§ WHAT YOU WILL DO:
In the Phabricator task below about exposing ORES drafttopic data in ElasticSearch, which two keywords does one commenter suggest as less ambiguous alternatives?

Page MenuHomePhabricator

Expose ORES drafttopic data in ElasticSearch via a custom CirrusSearch keyword
Closed, ResolvedPublic

Description

Once ORES drafttopic data is in ElasticSearch (via some combination of T240556: Load ORES articletopic data into ElasticSearch via the weekly bulk update and T240558: Update ORES articletopic data score in ElasticSearch when an article gets edited), expose it to the search field via some keyword such as topic:<topics> (e.g. topic:Culture.Arts|Geography.Maps|STEM.Science; or maybe we'd want some user-friendlier topic names, maybe even localizable ones). This should probably happen via the CirrusSearchAddQueryFeatures hook in the ORES extension.

Event Timeline

Two things to consider here which might affect other parts of the pipeline:

  • do we want to support searching for larger groups? E.g. should there be a way to find all Culture.* topics, not just one specific subtopic such as Culture.Language and Literature? (This is probably not relevant for Newcomer tasks but relevant for the UX if we want to expose topic search as a generic reader feature.)
  • what should the topic values look like? topic:"Culture.Language and Literature" is not exactly user-friendly, so there should probably exist some mapping from user-friendly (maybe even localizable) keywords so I can type topic:literature and the extension can convert it.

I suggest a keyword slightly less ambiguous such as hastopic or hasdrafttopic.
I agree that there should be a mapping, if this keyword is going to be used directly by users it might be helpful to allow them to search a topic translated into the wiki language instead of using English.

For searching I think the keyword must act as a scoring keyword similar to what morelikethis does, the syntax could even allow a way to boost a particular:
hastopic:"Culture.Language and Literature^2|Culture.Arts".

For the extension from where to hook into CirrusSearchAddQueryFeatures, I suggest CirrusSearch instead of ORES since this is where we added the mapping already.

§ EXTRACTED RECORDS:
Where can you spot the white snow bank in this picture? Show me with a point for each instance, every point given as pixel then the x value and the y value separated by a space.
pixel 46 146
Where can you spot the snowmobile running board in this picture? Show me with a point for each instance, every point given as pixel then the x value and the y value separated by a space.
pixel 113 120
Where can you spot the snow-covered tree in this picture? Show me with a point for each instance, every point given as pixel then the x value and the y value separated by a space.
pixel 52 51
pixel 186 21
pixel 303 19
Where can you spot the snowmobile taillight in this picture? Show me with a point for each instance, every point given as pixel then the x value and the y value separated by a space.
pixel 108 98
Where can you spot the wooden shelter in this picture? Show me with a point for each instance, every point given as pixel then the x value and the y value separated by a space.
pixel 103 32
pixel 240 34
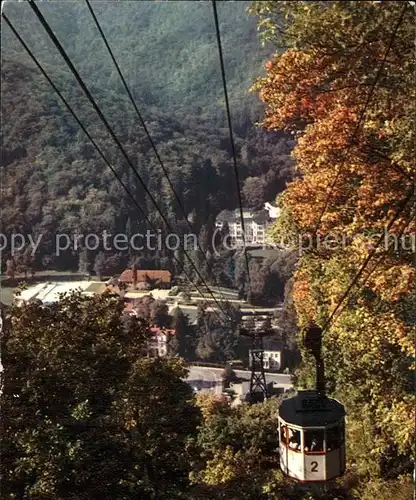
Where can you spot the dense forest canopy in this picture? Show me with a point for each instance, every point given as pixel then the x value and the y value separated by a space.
pixel 53 179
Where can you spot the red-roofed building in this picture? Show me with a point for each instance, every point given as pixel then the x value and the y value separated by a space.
pixel 158 344
pixel 159 276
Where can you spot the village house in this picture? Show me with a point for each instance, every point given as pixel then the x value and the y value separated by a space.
pixel 142 279
pixel 255 224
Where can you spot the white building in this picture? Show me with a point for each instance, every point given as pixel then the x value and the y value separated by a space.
pixel 50 292
pixel 158 344
pixel 255 224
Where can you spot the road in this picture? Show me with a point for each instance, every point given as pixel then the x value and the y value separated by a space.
pixel 209 379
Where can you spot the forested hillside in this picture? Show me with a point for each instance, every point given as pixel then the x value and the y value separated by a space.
pixel 53 179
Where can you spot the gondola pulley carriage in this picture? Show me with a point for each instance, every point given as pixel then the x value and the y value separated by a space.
pixel 312 427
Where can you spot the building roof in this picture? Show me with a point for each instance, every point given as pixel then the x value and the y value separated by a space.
pixel 166 331
pixel 191 312
pixel 259 216
pixel 142 275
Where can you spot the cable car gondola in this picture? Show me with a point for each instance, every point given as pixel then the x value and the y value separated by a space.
pixel 312 428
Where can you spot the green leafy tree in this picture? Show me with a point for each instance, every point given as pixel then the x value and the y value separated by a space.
pixel 84 414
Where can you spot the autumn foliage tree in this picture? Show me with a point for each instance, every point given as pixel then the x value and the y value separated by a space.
pixel 342 81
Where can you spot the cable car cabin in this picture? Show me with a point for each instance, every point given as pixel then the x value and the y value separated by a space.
pixel 312 442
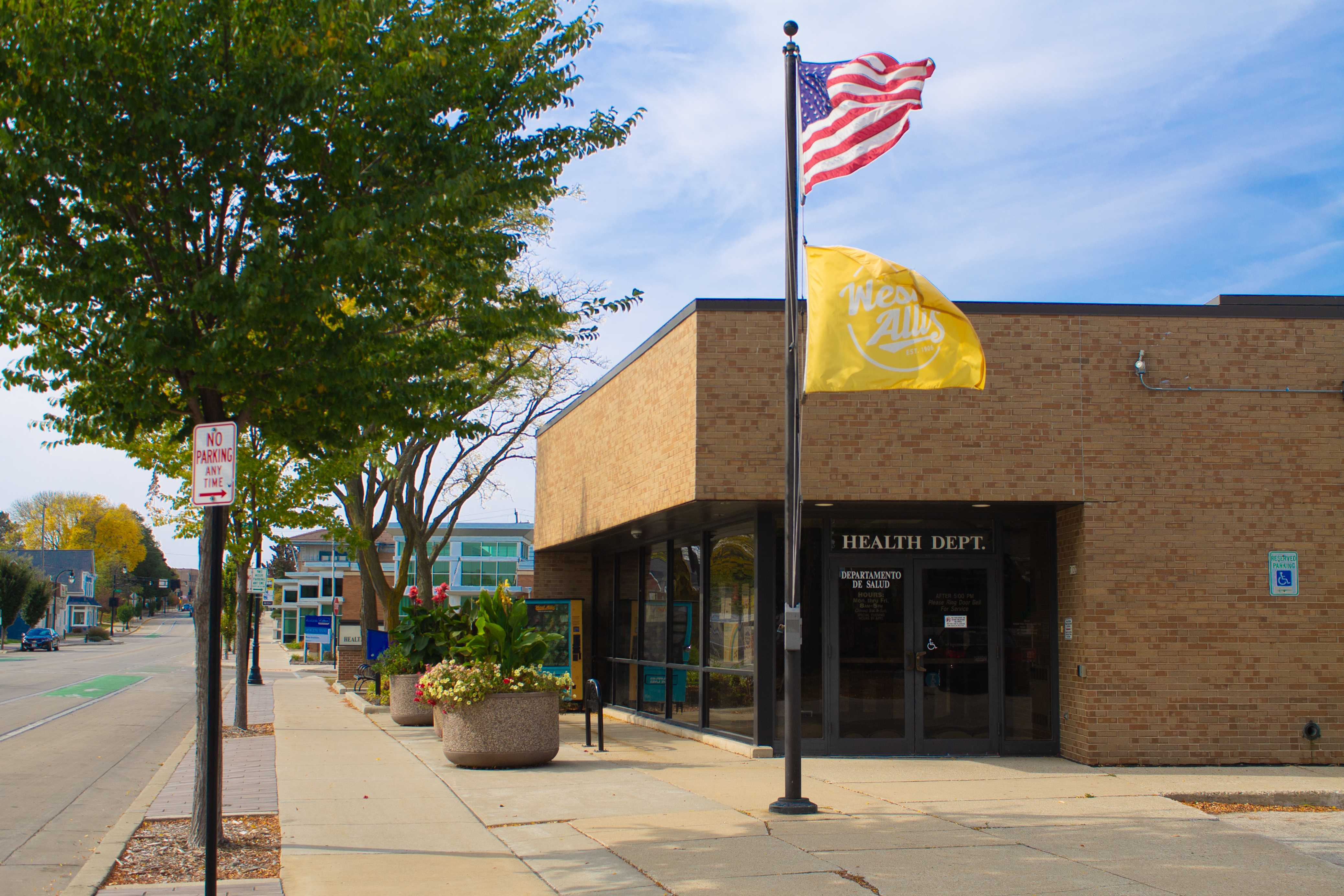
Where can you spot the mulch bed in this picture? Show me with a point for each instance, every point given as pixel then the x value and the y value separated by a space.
pixel 1224 809
pixel 264 730
pixel 158 854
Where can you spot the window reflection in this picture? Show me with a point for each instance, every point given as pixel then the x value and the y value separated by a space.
pixel 655 630
pixel 1029 613
pixel 733 703
pixel 733 601
pixel 686 608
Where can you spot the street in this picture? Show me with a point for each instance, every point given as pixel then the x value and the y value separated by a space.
pixel 83 730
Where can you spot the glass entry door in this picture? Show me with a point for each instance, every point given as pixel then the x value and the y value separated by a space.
pixel 870 683
pixel 909 659
pixel 954 665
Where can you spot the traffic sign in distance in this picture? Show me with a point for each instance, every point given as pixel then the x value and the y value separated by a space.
pixel 213 464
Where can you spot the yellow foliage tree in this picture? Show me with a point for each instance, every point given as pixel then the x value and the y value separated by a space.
pixel 76 520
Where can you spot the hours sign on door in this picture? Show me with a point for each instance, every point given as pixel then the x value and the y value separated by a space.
pixel 213 464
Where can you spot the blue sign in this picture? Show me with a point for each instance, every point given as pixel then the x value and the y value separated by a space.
pixel 1283 574
pixel 374 644
pixel 318 630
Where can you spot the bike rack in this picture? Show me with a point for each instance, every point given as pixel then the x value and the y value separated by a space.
pixel 593 696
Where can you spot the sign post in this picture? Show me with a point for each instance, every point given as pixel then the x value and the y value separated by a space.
pixel 214 464
pixel 318 630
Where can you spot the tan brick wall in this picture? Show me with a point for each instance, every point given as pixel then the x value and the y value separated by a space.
pixel 569 577
pixel 1187 656
pixel 627 450
pixel 564 577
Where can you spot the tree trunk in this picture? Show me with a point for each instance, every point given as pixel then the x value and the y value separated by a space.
pixel 243 617
pixel 201 616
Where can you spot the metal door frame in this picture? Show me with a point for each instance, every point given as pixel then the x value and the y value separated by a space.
pixel 994 597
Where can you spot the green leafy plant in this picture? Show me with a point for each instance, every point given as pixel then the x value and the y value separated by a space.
pixel 461 684
pixel 396 663
pixel 435 630
pixel 503 635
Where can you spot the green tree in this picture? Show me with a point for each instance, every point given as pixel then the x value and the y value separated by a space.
pixel 17 580
pixel 296 215
pixel 276 491
pixel 38 600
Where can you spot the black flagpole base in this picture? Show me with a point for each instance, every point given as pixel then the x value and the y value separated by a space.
pixel 799 807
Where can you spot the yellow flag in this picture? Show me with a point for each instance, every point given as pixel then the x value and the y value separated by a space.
pixel 877 325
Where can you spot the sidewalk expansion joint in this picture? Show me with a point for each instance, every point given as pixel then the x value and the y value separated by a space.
pixel 525 824
pixel 858 879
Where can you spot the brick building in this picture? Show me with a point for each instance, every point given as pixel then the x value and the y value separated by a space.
pixel 1066 563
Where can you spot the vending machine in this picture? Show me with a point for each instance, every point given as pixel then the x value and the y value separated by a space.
pixel 566 655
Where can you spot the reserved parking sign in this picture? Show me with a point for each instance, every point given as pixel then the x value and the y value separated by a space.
pixel 1283 574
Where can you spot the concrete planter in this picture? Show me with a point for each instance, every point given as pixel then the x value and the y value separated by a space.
pixel 504 731
pixel 405 710
pixel 439 720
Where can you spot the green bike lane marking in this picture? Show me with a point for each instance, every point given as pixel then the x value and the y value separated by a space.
pixel 84 704
pixel 100 687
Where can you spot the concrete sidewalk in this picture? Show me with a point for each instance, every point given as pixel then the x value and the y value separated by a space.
pixel 374 808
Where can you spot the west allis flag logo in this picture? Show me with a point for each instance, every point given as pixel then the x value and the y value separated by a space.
pixel 878 325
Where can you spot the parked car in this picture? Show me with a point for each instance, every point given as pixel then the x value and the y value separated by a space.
pixel 40 639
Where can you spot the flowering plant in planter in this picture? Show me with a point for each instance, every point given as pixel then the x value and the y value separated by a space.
pixel 453 686
pixel 506 655
pixel 433 630
pixel 503 635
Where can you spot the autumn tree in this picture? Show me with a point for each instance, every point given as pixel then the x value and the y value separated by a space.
pixel 281 214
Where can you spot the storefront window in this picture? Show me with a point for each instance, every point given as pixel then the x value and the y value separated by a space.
pixel 686 696
pixel 1029 613
pixel 812 561
pixel 624 688
pixel 733 703
pixel 654 690
pixel 655 630
pixel 733 601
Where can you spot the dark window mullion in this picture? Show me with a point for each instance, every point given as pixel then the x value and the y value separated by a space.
pixel 706 543
pixel 669 628
pixel 639 636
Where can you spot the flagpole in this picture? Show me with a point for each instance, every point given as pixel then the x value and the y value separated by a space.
pixel 794 802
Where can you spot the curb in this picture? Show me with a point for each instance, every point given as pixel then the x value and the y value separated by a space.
pixel 89 879
pixel 728 745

§ RESULT FOR THIS TASK:
hastopic or hasdrafttopic